Referring expression data
____

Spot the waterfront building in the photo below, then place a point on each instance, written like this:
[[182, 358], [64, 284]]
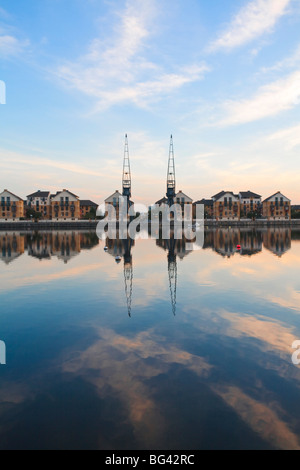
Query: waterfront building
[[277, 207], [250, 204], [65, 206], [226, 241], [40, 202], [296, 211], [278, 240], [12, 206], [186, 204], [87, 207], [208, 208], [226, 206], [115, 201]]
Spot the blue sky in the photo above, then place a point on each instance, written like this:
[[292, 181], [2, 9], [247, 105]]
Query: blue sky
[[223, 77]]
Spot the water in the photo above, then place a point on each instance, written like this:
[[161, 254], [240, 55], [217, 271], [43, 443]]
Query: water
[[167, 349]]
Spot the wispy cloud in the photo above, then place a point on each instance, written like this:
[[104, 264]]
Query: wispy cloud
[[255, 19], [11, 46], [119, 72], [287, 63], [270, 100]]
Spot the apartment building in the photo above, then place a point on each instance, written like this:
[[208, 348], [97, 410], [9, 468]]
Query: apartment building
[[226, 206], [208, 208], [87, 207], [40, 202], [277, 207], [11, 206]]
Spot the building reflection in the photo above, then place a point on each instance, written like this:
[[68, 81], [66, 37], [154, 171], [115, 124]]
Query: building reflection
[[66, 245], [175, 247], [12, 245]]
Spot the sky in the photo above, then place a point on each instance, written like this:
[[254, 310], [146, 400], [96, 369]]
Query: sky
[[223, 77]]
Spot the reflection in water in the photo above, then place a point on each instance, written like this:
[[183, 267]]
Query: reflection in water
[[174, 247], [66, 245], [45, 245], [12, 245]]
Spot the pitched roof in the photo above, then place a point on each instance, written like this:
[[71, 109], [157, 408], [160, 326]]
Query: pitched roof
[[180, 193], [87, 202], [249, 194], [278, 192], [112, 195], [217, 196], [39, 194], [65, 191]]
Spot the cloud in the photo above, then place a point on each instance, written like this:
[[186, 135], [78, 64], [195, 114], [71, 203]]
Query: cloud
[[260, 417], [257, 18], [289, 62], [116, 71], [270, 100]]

____

• Problem details:
Pictures are to be left out; the records above must be repeated word for word.

• Response area:
Spot the waterfront building in the photo below, then place a point on each instance, written like this:
[[182, 358], [64, 284]]
Query: waterfront building
[[277, 207], [250, 204], [65, 206], [226, 241], [40, 202], [296, 211], [278, 240], [12, 206], [186, 204], [87, 207], [208, 208], [226, 206], [115, 201]]
Spot the blue sky in the photo above, then place a point on each instance, written like this:
[[292, 181], [2, 9], [247, 105]]
Query: blue sky
[[223, 77]]
Spot the water in the photo above, then place a point on each instance, written like this:
[[161, 254], [240, 55], [217, 271], [43, 443]]
Query: water
[[167, 349]]
Spot the wispy cloud in the photo above, then place a point on each instance, written like this:
[[104, 264]]
Query: wispy cloud
[[255, 19], [11, 46], [119, 72], [287, 63], [270, 100]]
Spot the apartment building in the photo above, then place a point on each instance, written like this:
[[208, 348], [97, 410], [9, 468]]
Query: apartment building
[[226, 206], [208, 208], [87, 207], [40, 202], [277, 207], [11, 206]]
Spot the building reflection in the photo above, then place a point on each instance, written like this:
[[68, 81], [66, 37], [154, 171], [115, 124]]
Query: building reflection
[[66, 245], [175, 247], [12, 245]]
Spot the sky in the photo above, then place a point on each instance, written like this:
[[254, 310], [146, 400], [96, 369]]
Query: sky
[[223, 77]]
Spot the reflection in water in the photo above, then place a point on each instance, written like this:
[[183, 267]]
Query: reflection in water
[[174, 247], [66, 245], [45, 245], [12, 245]]
Spot the pitched roof in the photo above, then place a point on each instance, written like this:
[[71, 109], [157, 408], [160, 326]]
Query: pitched roof
[[180, 193], [87, 202], [249, 194], [278, 192], [112, 195], [217, 196], [39, 194], [65, 191]]
Spot the cloud in the photo above, then place a point on each instance, written like this:
[[186, 135], [78, 64], [195, 114], [71, 203]]
Query: cloud
[[260, 417], [257, 18], [289, 62], [116, 71], [270, 100]]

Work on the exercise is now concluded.